* Job
Lay out the whole listing below as a two-column CSV with the headers "task" and "points", giving each text with its answer a row of its own. Put each in one quoted field with line breaks replaced by spaces, and leave the pictures out.

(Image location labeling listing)

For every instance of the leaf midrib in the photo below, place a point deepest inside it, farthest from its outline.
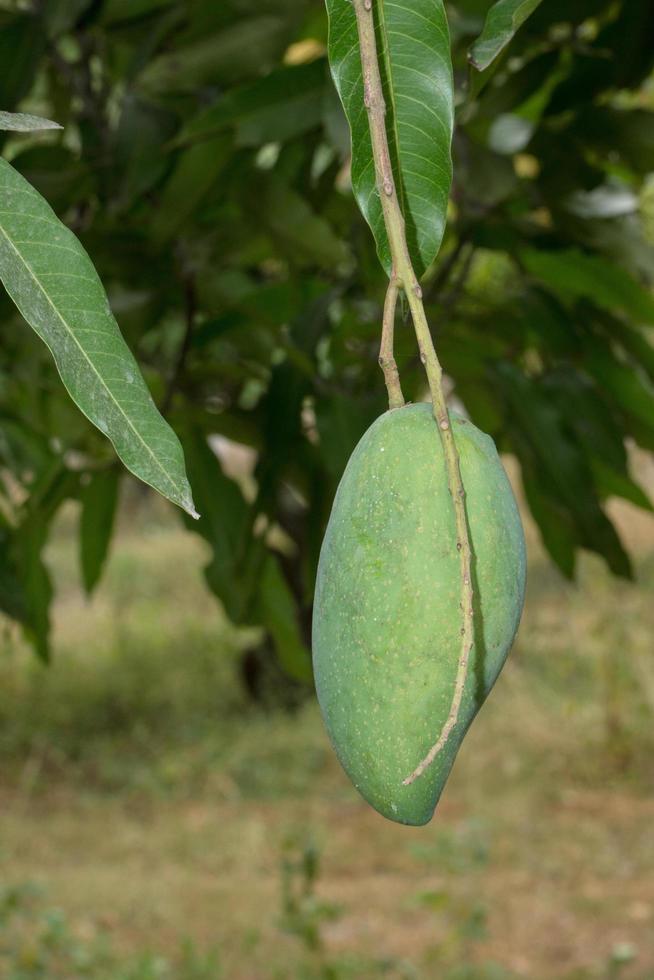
(386, 54)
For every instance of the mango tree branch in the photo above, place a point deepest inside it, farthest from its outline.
(386, 355)
(403, 276)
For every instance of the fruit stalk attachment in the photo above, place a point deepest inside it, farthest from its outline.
(403, 277)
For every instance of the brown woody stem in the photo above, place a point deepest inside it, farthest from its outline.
(403, 276)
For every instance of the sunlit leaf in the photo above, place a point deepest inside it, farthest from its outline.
(22, 122)
(53, 283)
(99, 499)
(415, 63)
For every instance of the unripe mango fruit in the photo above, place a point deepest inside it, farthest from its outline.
(387, 613)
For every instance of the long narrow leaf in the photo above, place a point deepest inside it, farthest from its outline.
(502, 21)
(53, 283)
(414, 46)
(22, 122)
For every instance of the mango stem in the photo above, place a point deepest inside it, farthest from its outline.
(386, 356)
(404, 277)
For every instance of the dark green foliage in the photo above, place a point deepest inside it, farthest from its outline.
(203, 166)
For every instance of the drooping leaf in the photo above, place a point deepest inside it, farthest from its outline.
(196, 171)
(502, 21)
(53, 283)
(22, 122)
(284, 104)
(415, 63)
(99, 499)
(558, 480)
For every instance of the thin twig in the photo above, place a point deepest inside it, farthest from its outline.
(403, 276)
(386, 355)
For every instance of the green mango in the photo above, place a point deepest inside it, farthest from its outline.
(387, 614)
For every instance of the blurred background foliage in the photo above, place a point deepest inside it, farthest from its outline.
(204, 165)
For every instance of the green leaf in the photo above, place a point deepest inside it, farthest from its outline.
(306, 236)
(53, 283)
(279, 616)
(502, 21)
(415, 64)
(574, 274)
(279, 107)
(226, 525)
(22, 122)
(99, 498)
(22, 43)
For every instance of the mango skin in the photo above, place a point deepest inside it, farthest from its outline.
(387, 617)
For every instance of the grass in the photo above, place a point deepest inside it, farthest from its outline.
(153, 824)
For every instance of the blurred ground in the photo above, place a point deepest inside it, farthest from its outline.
(153, 825)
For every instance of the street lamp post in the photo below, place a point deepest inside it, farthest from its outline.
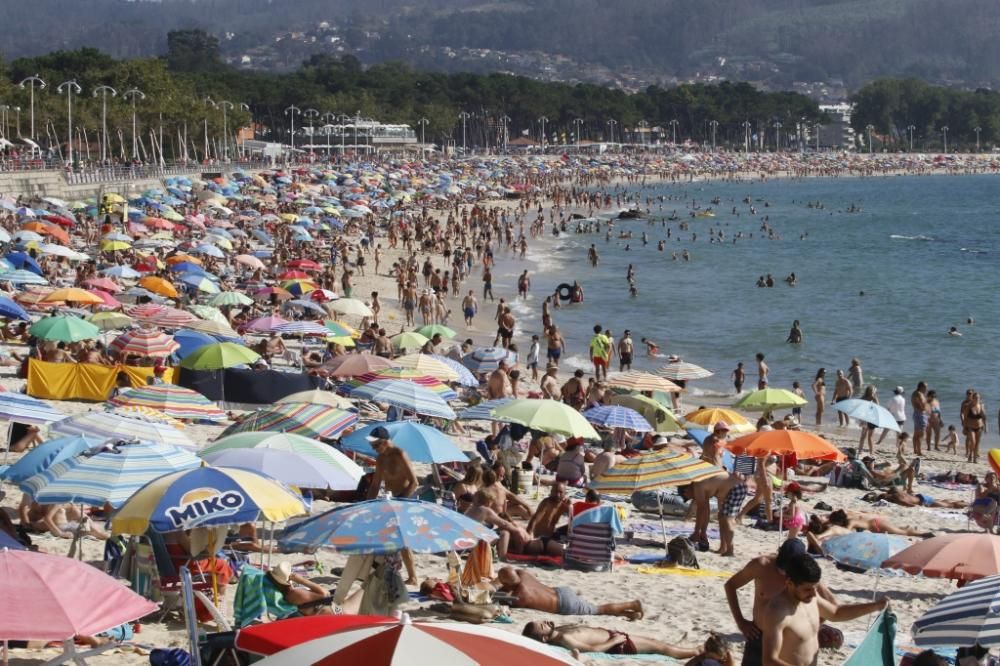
(103, 91)
(33, 81)
(133, 94)
(423, 137)
(69, 87)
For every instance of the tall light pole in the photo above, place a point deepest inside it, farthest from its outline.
(103, 91)
(464, 116)
(69, 87)
(423, 137)
(134, 94)
(291, 111)
(33, 81)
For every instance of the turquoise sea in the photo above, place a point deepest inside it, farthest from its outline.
(924, 250)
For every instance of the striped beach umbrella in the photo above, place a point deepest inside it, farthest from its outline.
(21, 408)
(616, 416)
(110, 474)
(405, 395)
(144, 342)
(316, 421)
(969, 616)
(175, 401)
(118, 427)
(654, 470)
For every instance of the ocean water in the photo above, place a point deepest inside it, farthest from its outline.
(924, 250)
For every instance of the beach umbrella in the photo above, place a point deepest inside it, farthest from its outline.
(110, 474)
(317, 421)
(285, 441)
(547, 416)
(962, 556)
(422, 443)
(73, 295)
(969, 616)
(46, 454)
(54, 598)
(64, 328)
(863, 550)
(174, 401)
(681, 371)
(105, 425)
(318, 397)
(350, 306)
(804, 445)
(637, 380)
(218, 356)
(21, 408)
(383, 526)
(205, 497)
(617, 416)
(769, 399)
(405, 395)
(869, 412)
(144, 342)
(421, 644)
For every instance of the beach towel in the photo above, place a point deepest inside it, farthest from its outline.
(877, 647)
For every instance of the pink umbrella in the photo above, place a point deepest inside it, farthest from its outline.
(53, 598)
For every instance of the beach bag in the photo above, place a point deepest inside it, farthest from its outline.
(682, 553)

* Written solution
task,points
"For every instance of the leaf midrib in the photo below, place a point deepest inside it, farthest from its outline.","(386, 54)"
"For every instance of the mango tree branch in the photo above, place a point deepest inside it, farthest from its outline.","(386, 355) (403, 276)"
"For every instance of the fruit stalk attachment in the photo above, place a point deepest inside it, farthest from its outline.","(403, 277)"
"For every instance of the brown woody stem in the photo above, place a point deepest inside it, farthest from its outline.","(403, 276)"
"For every instance of the sunlit leaf in the photo above, place a point deepest inside it, farthest from its outline.","(22, 122) (53, 283) (99, 499) (415, 63)"
"For every instance of the unripe mango fruit in the photo above, place a point deepest inside it, farthest from its outline.","(387, 613)"
"For every instance of the long narrow leaf in the photo above, place a point deepest inside it, farthest from its outline.","(502, 21) (53, 283) (414, 46) (22, 122)"
"For every instance of the mango stem in the photo above, place a point deepest inside it, farthest from its outline.","(386, 356) (404, 277)"
"For every instance of the dark green foliage in the photo above, place a point deepest inside it, farthest from its outline.","(203, 166)"
"For every instance of the drooping leaf in the photo above, place a point deepest inside it, farthest from its outline.","(196, 171) (502, 21) (53, 283) (22, 122) (284, 104) (415, 63) (99, 499) (558, 480)"
"For every instance of the thin twig in the photo above, place a point deepest inside it, farthest from its outline.","(403, 276) (386, 355)"
"For every instance of the green mango in the photo above, place a point deepest inside it, farthest from its outline.","(387, 614)"
"For every instance of the blurred background foliage in the photo above, place a point deepest inside it, farthest from its outline.","(204, 165)"
"For every instance of the green leaf in the photo above, place a point deepest inside it, farthest from its outline.","(306, 236) (53, 283) (279, 616) (502, 21) (415, 64) (574, 274) (279, 107) (226, 525) (22, 122) (99, 498) (22, 43)"
"For every instance of the mango skin in the photo above, place a point deepest inside it, farthest from its outline.","(387, 617)"
"For every instance of the grass in the photo above, place a point deepest inside it, farthest from its outline.","(153, 824)"
"For every instance of the blurred ground in the photo above, place a point deepest inside it, farthest from its outline.","(153, 825)"
"For every instance of the street lamp post in the photo below, place a point deepest inside it, farthest from its outline.","(103, 91) (33, 81) (133, 94) (423, 137) (69, 87)"
"For every instance of the tall light pole in the photo above, place a point deepest inside it, farthest from its outline.","(103, 91) (464, 116) (69, 87) (423, 137) (134, 94) (291, 111) (33, 81)"
"For every instance of the turquoise sea in the photo above, place a point deepest inside it, farthest from its outline.","(924, 250)"
"For every instance of the striped beach umbrella in the photo above, place a point deepest inside it, farthest from its outline.","(21, 408) (616, 416) (110, 474) (405, 395) (144, 342) (316, 421) (969, 616) (175, 401) (118, 427) (654, 470)"
"For every instance of the ocean water in the photo above, place a point deepest inside it, farthest from its outline.","(924, 250)"
"For every instance of the beach umbrella in the photo above, place a point deepest inside it, farthest from its outline.","(110, 474) (317, 421) (285, 441) (547, 416) (962, 556) (422, 443) (73, 295) (969, 616) (46, 454) (54, 598) (64, 328) (863, 550) (174, 401) (681, 371) (105, 425) (318, 397) (350, 306) (804, 445) (637, 380) (218, 356) (21, 408) (383, 526) (205, 497) (617, 416) (769, 399) (405, 395) (869, 412) (144, 342) (421, 644)"
"For every instance of the beach towel in the photo above, place a point deepest inside it, farthest from its outline.","(877, 647)"
"For every instance of the pink umbrella in the photo above, place a point deepest inside it, farthest from its outline.","(53, 598)"
"For every instance of the beach bag in the photo above, place a point deepest inside it, farthest from its outline.","(682, 553)"